▸ WHAT IS NEEDED: Reproduce exactly the lines below, starting with the line that contains "Reviewer note: verify one keypoint per instance of the flagpole." and ending with the last line of the records, both included, and nothing else.

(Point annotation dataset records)
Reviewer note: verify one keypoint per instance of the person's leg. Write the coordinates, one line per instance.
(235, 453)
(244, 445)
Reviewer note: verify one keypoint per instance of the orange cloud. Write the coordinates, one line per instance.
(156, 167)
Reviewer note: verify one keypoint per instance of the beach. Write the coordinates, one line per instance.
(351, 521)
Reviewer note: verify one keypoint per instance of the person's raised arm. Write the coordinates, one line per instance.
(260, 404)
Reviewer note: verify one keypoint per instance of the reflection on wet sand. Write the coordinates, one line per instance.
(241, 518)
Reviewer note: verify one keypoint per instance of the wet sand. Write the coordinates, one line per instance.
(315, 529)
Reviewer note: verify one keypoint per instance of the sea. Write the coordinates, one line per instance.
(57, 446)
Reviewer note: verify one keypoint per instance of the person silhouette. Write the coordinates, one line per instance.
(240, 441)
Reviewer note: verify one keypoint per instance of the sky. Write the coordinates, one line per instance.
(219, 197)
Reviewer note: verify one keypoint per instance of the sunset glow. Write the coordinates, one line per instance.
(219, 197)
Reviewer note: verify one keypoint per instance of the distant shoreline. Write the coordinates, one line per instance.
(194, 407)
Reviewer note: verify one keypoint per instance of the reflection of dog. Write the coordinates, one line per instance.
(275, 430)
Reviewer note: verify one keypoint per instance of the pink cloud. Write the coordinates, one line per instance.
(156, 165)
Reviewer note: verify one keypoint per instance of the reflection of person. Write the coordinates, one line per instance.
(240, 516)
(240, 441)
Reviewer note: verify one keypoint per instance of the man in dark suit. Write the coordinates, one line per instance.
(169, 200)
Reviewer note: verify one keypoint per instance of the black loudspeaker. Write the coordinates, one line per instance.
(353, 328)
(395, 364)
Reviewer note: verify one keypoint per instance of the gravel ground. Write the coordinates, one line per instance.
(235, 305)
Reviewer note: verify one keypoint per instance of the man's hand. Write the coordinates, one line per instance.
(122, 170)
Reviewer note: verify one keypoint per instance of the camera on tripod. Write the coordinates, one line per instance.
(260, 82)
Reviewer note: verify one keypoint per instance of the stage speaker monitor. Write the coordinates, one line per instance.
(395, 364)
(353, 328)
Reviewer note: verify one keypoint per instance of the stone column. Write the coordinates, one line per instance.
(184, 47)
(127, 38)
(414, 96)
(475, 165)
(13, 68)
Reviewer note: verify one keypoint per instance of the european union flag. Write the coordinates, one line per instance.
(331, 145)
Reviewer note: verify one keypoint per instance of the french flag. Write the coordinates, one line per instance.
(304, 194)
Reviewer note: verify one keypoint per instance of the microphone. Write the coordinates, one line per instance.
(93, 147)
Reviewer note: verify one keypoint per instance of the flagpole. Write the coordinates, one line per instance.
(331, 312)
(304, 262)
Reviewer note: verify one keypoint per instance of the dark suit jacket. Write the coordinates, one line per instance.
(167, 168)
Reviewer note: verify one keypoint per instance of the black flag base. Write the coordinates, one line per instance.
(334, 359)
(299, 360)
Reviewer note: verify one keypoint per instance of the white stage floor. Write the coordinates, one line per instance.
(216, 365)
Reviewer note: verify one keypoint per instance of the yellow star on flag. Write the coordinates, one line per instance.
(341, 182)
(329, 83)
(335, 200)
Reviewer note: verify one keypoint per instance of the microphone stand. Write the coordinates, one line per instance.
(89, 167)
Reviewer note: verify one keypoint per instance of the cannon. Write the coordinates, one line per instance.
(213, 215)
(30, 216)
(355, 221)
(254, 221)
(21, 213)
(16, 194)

▸ RESPONSE:
Reviewer note: verify one keypoint per instance of the flagpole. Write the coordinates, one line per instance.
(331, 312)
(304, 262)
Reviewer note: verify one keypoint per instance of the dark suit jacket. Write the coordinates, one line per instance.
(167, 168)
Reviewer note: verify one keypoint per instance of the black flag base. Write the coordinates, one line per instance.
(334, 359)
(299, 360)
Reviewer note: verify one keypoint per instance of the white stage floor. Write the coordinates, one line per instance.
(216, 365)
Reviewer note: verify one keypoint per instance of the yellow star on flag. Write the coordinates, one line per instance.
(341, 182)
(329, 83)
(335, 200)
Reviewer note: verify one keypoint per instance of the microphone stand. Write the coordinates, one line per instance.
(89, 167)
Reviewer note: verify one keypoint per instance of the cannon. Write the coordinates, one line per instance.
(213, 215)
(30, 216)
(355, 221)
(254, 221)
(21, 213)
(16, 194)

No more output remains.